EXTRACTED RECORDS:
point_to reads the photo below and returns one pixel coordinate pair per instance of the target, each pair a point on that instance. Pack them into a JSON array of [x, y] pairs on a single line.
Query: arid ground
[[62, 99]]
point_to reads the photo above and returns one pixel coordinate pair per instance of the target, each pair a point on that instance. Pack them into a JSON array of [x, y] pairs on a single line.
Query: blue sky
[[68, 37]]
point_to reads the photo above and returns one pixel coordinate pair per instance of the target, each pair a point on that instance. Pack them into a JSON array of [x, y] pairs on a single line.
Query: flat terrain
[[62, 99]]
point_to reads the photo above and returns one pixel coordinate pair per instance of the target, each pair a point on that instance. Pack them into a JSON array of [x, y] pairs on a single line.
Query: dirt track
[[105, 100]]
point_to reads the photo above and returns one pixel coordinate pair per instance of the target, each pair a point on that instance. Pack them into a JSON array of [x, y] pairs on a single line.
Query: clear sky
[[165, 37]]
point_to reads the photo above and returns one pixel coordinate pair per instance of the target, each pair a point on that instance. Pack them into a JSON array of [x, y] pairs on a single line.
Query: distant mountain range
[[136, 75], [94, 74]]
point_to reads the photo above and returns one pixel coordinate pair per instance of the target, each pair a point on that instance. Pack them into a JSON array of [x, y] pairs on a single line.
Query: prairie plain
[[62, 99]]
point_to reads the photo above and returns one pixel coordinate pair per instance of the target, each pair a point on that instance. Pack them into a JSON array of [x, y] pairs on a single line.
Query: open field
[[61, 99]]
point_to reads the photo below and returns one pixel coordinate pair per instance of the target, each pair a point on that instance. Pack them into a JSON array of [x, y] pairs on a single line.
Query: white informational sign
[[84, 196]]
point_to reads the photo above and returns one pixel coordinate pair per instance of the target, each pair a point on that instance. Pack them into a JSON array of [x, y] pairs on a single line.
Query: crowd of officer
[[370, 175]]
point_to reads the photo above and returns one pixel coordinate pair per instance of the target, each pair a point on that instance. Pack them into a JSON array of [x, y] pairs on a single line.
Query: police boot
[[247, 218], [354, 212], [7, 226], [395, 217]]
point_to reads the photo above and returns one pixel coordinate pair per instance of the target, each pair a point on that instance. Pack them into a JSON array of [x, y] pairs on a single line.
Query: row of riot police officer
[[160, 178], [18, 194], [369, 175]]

TASK GOAL: Reproduce the complete set of lines precisely as supplied.

FINAL RESULT:
point_to reads the photo below and returns one pixel coordinate pair per instance of the target, each pair a point on that instance. Pack them into a JSON array of [x, y] pairs on a single line.
Query: arid ground
[[62, 99]]
point_to reads the photo above and returns one pixel coordinate pair per instance of the target, each pair a point on that instance. Pack them into a JSON array of [x, y] pairs on a single line.
Query: blue sky
[[68, 37]]
point_to reads the photo above and returns one pixel coordinate pair per instance of the target, each pair a point on that instance. Pack them into a JSON array of [x, y] pairs on a single line.
Query: flat terrain
[[62, 99]]
point_to reads the photo above and returns one pixel coordinate pair per instance of the target, each pair a point on that instance. Pack them into a JSON array of [x, y] pairs on a single line.
Query: dirt track
[[105, 100]]
point_to reads the photo above and returns one pixel coordinate pair per instance of the target, each pair a point on that instance. Pack them into a JSON array of [x, y] pairs on a single line.
Query: clear sky
[[165, 37]]
point_to reads the photo above and returns one pixel coordinate pair per instance of the target, each pair a point on that instance. Pack them into a JSON array of [x, y] pairs on a single line.
Query: distant mountain range
[[136, 75], [94, 74]]
point_to reads the photo above and returns one pixel coordinate pair per instance of the target, each pair a point on that instance. Pack them into a JSON array of [x, y] pairs on a single line.
Query: prairie plain
[[62, 99]]
point_to reads the photo above and returns one pixel coordinate pair per instance of the target, each pair a point on that instance. Pack them into a JSON array of [x, y] pairs on a single line.
Query: open field
[[61, 99]]
point_to reads the photo below and returns one pixel coordinate pair per instance of the target, each pair a point on that instance. Pack them into a JSON array of [x, y] pairs on a single line.
Query: white informational sign
[[84, 196]]
point_to reads the photo above and returns one pixel coordinate pair per instance of the target, each pair a point on that instance. Pack them into a JSON array of [x, y] pairs on a single line.
Query: crowd of officer
[[370, 175]]
point_to reads the photo above and returns one pixel coordinate pair per instance of the target, each pair a point on that instance. Pack them into a JSON array of [x, y] pairs on a single line.
Query: police boot
[[247, 218], [354, 212], [7, 226], [395, 217]]
point_to reads the photo above and returns one pixel coordinate pair per instance of the target, each pair a point on that instance. Pack them into a JSON array of [x, y] pairs on a single line.
Query: row of riot police officer
[[160, 178], [18, 194], [369, 175]]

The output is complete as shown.